--- À FAIRE ---
[a] Répondez à ces questions à partir de l'extrait source.
(i) De combien de points les partis nationalistes ont-ils progressé par rapport aux élections européennes de 2019 ?
(ii) Quelle part des bulletins de l'électorat féminin le vote RN a-t-il obtenue en 2024 ?
(iii) Dans quelle circonscription Thomas Cazenave s'est-il porté candidat à la députation ?
[b] Relevez toutes les lignes des entrées qui contiennent la chaîne « every ».

Recul de l'extrême droite, le pari raté d'Emmanuel Macron
Promettant de faire reculer l'extrême droite lors de son élection en 2017, le président de la République a complètement raté son pari. Les partis nationalistes (RN, Reconquête) ont gagné 8 points par rapport aux dernières élections européennes de 2019. Outre les catégories populaires, le Rassemblement national (RN) a fait des percées spectaculaires dans les classes moyennes (+10 points chez les professions intermédiaires) et les cadres (+ 7 points) selon une enquête sociologique de l'institut de sondages Ipsos.
Et le vote RN a également largement gagné l'électorat féminin (20% des bulletins en 2019 contre 30% en 2024). Le parti de Jordan Bardella a donc élargi son socle électoral aux catégories intermédiaires et supérieures. Mais la France est loin d'être isolée. En Europe, la montée de l'extrême droite a également provoqué de la stupéfaction après une campagne de six mois. De l'autre côté du Rhin, l'AFD a terminé en seconde position devant les sociaux-démocrates d'Olaf Scholz, à la tête de la coalition au pouvoir.
Le grand brouillard budgétaire
Le coup d'envoi de la campagne des nouvelles élections législatives chamboule l'agenda et le programme des réformes économiques d'Emmanuel Macron. Au ministère des Finances, les agents sont en plein flou budgétaire. Le ministre des Comptes publics Thomas Cazenave a annoncé ce lundi 10 juin sa candidature à la députation dans la première circonscription de Bordeaux. Il y a une semaine, le ministre du Budget avait entamé la traditionnelle période de tractations budgétaires estivale avec les autres ministères. Objectif : couper drastiquement dans les dépenses d'Etat pour tenir la promesse macroniste de parvenir aux 3% de déficit d'ici 2027.

--- DONNÉES SOURCES ---

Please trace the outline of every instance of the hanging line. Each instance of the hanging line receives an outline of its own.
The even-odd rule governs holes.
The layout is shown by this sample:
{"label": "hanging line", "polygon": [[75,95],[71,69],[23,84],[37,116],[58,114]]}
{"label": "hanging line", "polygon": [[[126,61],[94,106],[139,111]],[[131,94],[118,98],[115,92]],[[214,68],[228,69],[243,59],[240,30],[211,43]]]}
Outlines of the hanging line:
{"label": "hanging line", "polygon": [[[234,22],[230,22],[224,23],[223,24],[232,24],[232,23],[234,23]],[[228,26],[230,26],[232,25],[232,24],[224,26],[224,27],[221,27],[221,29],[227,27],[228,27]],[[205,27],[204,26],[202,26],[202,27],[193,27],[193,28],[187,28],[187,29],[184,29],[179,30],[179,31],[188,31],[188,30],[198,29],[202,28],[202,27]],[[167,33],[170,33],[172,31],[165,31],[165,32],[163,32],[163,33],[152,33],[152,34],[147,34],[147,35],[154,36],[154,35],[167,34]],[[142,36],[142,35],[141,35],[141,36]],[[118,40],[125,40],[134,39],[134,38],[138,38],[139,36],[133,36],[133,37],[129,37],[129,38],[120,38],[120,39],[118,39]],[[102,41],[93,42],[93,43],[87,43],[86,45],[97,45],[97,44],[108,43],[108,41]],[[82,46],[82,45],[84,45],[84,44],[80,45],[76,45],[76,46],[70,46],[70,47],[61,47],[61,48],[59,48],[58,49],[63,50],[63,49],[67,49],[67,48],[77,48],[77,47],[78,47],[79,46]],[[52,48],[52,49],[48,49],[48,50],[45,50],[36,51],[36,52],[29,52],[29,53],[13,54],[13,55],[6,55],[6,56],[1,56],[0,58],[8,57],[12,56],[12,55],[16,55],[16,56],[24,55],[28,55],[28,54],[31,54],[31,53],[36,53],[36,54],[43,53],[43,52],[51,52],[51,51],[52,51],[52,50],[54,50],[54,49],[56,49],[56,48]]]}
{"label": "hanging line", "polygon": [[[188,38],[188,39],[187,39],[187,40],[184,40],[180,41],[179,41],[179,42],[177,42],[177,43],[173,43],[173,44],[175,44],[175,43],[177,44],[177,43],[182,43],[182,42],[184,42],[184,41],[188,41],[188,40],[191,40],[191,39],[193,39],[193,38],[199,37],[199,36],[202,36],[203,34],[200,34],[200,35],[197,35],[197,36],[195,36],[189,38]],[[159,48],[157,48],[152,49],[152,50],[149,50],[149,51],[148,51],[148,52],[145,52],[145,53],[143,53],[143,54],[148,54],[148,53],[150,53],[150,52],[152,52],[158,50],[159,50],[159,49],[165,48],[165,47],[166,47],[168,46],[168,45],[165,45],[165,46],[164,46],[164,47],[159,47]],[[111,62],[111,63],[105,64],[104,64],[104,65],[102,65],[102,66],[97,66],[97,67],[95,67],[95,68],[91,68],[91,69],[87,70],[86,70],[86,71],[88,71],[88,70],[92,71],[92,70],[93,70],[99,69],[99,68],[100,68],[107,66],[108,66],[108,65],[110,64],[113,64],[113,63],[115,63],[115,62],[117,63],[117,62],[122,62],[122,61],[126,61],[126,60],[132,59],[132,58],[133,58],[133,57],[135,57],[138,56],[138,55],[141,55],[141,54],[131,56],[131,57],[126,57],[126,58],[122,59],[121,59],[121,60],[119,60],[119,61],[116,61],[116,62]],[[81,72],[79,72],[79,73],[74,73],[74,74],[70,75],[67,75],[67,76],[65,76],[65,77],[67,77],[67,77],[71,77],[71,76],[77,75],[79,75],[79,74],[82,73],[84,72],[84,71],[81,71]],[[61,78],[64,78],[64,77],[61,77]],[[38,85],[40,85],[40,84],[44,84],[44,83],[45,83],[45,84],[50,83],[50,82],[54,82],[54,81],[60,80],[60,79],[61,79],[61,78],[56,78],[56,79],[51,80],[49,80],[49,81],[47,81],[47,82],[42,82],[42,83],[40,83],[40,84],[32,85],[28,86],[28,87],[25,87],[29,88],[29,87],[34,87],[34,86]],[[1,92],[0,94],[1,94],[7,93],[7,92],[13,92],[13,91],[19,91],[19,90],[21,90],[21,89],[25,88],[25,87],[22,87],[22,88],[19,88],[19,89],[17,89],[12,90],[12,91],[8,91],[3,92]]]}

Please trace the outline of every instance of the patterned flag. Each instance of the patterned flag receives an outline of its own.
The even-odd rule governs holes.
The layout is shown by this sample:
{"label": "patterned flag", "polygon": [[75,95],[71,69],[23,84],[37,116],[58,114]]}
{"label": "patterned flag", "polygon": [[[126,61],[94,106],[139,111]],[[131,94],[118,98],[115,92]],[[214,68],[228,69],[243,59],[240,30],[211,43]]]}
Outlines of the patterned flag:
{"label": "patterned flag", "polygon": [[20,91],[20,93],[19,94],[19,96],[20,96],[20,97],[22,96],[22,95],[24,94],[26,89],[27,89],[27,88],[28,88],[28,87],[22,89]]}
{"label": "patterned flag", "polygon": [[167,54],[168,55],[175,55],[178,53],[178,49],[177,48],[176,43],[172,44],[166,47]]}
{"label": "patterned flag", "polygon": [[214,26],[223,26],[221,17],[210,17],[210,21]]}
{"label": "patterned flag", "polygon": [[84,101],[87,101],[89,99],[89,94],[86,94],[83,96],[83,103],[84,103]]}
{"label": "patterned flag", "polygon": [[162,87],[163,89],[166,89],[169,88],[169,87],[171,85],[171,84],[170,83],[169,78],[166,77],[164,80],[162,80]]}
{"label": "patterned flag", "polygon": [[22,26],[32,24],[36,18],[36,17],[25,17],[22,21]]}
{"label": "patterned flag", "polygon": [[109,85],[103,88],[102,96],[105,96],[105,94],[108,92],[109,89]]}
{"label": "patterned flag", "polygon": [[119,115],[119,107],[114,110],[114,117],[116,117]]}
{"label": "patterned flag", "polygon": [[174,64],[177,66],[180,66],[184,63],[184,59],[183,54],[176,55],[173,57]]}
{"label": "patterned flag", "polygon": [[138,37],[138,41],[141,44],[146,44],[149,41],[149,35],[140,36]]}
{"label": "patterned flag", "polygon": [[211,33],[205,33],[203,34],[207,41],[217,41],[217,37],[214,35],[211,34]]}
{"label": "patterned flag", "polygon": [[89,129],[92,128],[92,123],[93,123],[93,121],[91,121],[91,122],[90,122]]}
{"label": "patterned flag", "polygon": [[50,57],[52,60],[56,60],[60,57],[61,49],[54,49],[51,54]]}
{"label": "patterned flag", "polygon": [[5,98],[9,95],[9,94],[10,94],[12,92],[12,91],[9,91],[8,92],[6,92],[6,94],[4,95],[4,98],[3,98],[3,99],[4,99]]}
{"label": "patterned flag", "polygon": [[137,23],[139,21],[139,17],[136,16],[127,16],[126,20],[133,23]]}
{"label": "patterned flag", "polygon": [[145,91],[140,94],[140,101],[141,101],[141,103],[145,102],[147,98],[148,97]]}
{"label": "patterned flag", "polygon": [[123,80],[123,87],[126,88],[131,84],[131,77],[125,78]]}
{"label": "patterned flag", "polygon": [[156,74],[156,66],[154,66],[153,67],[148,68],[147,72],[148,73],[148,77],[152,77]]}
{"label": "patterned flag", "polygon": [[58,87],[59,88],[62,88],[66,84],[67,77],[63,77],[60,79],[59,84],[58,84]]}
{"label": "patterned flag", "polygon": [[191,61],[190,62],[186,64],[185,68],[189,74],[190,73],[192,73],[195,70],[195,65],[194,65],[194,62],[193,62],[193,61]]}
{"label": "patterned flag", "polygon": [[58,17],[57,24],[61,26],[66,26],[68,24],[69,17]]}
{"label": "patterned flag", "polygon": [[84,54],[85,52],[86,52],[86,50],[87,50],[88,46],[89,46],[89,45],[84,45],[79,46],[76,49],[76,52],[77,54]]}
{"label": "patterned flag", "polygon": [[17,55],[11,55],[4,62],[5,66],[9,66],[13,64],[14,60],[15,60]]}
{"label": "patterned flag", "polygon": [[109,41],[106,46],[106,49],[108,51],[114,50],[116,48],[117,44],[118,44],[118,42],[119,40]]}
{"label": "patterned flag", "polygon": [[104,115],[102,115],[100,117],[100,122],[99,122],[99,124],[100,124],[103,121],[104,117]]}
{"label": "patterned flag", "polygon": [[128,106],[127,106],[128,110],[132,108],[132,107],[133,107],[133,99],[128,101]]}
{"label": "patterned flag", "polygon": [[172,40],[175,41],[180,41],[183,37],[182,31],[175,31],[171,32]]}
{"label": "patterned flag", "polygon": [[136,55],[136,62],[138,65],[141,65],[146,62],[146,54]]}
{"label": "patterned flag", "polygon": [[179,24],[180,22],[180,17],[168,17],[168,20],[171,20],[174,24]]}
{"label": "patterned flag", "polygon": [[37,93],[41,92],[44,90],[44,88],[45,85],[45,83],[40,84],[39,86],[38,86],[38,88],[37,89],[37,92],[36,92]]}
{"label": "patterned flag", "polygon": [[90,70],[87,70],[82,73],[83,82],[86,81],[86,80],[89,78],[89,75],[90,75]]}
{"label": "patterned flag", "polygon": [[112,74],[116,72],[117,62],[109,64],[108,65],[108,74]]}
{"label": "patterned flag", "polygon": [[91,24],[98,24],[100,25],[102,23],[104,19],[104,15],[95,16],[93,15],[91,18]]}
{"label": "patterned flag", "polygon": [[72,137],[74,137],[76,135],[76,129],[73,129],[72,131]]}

--- SOLUTIONS PAR TÂCHE ---
[a]
(i) Ils ont progressé de 8 points.
(ii) Le vote RN a obtenu 30 % des bulletins de l'électorat féminin.
(iii) Il s'est porté candidat dans la première circonscription de Bordeaux.

[b]
Please trace the outline of every instance of the hanging line. Each instance of the hanging line receives an outline of its own.
Please trace the outline of every instance of the patterned flag. Each instance of the patterned flag receives an outline of its own.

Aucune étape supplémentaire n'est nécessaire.